■ Information given:

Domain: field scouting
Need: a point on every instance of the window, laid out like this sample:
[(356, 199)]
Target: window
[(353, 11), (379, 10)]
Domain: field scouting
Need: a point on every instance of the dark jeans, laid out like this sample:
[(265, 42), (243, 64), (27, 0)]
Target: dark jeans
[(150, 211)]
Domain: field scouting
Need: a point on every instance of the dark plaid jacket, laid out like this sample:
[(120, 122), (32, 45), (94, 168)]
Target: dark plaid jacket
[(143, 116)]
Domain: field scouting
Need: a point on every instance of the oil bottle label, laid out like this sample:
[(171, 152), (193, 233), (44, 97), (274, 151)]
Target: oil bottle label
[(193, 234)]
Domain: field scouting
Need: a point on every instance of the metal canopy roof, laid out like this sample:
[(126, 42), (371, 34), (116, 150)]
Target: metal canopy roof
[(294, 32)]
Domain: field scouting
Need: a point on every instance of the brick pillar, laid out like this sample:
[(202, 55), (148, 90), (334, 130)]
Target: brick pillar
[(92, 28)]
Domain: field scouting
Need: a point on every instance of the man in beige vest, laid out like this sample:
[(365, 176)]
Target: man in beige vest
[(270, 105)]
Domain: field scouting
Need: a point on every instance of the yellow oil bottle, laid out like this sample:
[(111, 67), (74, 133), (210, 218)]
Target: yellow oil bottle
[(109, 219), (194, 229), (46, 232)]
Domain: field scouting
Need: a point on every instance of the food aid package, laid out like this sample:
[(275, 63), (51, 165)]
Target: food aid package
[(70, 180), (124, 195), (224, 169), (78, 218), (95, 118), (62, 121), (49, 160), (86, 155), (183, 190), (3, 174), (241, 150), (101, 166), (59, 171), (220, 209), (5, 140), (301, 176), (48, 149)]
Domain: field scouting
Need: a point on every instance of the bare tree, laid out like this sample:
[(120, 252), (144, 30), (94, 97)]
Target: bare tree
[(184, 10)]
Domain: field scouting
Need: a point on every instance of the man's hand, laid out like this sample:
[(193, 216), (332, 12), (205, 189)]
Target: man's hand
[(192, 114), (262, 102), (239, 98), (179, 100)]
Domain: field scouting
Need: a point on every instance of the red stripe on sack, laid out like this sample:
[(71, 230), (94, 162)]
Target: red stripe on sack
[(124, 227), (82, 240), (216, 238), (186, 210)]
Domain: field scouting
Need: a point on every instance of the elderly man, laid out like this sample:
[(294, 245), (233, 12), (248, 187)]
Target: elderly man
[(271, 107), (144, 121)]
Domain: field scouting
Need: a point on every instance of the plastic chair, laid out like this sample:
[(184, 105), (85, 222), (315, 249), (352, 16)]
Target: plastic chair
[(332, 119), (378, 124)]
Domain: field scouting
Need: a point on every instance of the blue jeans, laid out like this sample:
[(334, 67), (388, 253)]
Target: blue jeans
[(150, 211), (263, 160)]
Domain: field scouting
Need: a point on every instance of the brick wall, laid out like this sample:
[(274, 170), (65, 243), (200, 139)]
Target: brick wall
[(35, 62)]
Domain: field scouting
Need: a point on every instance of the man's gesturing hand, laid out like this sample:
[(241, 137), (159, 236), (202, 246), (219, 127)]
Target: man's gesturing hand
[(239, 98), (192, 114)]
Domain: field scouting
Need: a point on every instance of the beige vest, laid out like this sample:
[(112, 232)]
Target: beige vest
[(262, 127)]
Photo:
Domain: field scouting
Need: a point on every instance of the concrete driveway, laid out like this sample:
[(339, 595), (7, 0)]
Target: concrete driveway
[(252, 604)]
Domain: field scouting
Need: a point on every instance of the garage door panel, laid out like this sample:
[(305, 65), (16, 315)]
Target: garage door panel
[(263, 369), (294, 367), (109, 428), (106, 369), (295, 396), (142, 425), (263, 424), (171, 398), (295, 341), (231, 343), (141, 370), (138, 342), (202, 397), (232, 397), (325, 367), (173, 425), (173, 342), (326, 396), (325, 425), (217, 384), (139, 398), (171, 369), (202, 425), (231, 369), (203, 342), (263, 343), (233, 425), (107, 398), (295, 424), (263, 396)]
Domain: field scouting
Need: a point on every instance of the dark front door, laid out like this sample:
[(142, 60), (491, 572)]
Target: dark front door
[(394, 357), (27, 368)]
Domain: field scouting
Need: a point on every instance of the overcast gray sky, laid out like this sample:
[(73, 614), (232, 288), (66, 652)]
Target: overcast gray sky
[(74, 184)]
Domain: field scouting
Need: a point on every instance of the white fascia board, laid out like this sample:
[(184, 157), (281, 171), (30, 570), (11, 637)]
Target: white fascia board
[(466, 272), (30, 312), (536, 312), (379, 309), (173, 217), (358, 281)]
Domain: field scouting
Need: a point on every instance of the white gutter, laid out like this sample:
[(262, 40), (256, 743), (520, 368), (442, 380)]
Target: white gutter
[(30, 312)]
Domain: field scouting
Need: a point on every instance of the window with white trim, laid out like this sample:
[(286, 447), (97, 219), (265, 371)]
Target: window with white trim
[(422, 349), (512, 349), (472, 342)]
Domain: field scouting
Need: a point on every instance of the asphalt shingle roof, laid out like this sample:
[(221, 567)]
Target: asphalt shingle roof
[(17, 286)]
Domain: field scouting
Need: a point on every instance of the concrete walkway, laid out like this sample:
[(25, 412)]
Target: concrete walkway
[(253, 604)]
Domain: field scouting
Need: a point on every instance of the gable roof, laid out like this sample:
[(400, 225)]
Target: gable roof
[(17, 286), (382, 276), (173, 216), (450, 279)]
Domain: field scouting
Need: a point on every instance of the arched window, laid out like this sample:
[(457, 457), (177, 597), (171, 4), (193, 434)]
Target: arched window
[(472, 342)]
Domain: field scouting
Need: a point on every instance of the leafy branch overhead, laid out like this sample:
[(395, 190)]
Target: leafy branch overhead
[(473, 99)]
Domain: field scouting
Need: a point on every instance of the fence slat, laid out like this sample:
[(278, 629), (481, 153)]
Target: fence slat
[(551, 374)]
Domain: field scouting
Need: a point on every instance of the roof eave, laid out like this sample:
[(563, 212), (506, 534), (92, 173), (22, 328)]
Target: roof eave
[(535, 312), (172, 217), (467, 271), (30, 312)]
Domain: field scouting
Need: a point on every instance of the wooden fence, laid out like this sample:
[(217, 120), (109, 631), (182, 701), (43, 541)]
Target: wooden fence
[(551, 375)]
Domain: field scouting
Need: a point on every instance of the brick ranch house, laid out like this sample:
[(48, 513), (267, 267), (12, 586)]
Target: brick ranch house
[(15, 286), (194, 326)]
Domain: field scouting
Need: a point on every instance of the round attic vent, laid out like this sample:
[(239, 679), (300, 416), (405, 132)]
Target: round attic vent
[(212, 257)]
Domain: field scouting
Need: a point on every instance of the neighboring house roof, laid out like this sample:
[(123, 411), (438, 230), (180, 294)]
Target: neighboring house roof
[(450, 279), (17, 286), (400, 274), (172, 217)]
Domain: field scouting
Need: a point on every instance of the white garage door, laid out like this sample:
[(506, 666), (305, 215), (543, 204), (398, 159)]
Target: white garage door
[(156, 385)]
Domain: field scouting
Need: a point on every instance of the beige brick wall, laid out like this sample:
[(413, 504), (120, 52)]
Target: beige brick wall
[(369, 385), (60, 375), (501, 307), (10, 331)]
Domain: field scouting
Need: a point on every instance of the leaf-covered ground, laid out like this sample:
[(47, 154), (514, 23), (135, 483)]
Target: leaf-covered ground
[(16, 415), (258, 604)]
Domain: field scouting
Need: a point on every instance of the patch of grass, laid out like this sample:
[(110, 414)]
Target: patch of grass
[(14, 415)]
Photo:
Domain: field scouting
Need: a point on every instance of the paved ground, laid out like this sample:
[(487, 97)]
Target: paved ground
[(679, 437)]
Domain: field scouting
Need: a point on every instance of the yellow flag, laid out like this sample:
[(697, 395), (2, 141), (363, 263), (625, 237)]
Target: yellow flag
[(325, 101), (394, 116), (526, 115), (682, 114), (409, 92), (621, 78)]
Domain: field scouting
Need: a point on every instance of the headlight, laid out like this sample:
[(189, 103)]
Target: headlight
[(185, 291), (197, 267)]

■ What is required: Turn the records above, from their start through the line containing "[(294, 32)]", into a numbered list with blank lines left out.

■ Task output:
1. Domain: field scouting
2. Need: a point on every instance of the window, laid out like this sample:
3. [(356, 199)]
4. Target: window
5. [(353, 11), (379, 10)]
6. Domain: field scouting
7. Need: a point on every instance of the dark jeans, laid out like this sample:
8. [(265, 42), (243, 64), (27, 0)]
9. Target: dark jeans
10. [(150, 211)]
11. Domain: field scouting
12. Need: a point on every instance of the dark plaid jacket, laid out like this sample:
13. [(120, 122), (32, 45), (94, 168)]
14. Target: dark plaid jacket
15. [(143, 116)]
16. Domain: field scouting
17. Need: a point on every instance of the oil bottle label, laid out like this sample:
18. [(171, 152), (193, 233), (44, 97), (274, 151)]
19. Target: oil bottle label
20. [(193, 234)]
21. Domain: field scouting
22. Need: a point on every instance of the metal canopy roof, laid out like this sample:
23. [(126, 42), (371, 34), (116, 150)]
24. Target: metal canopy roof
25. [(294, 32)]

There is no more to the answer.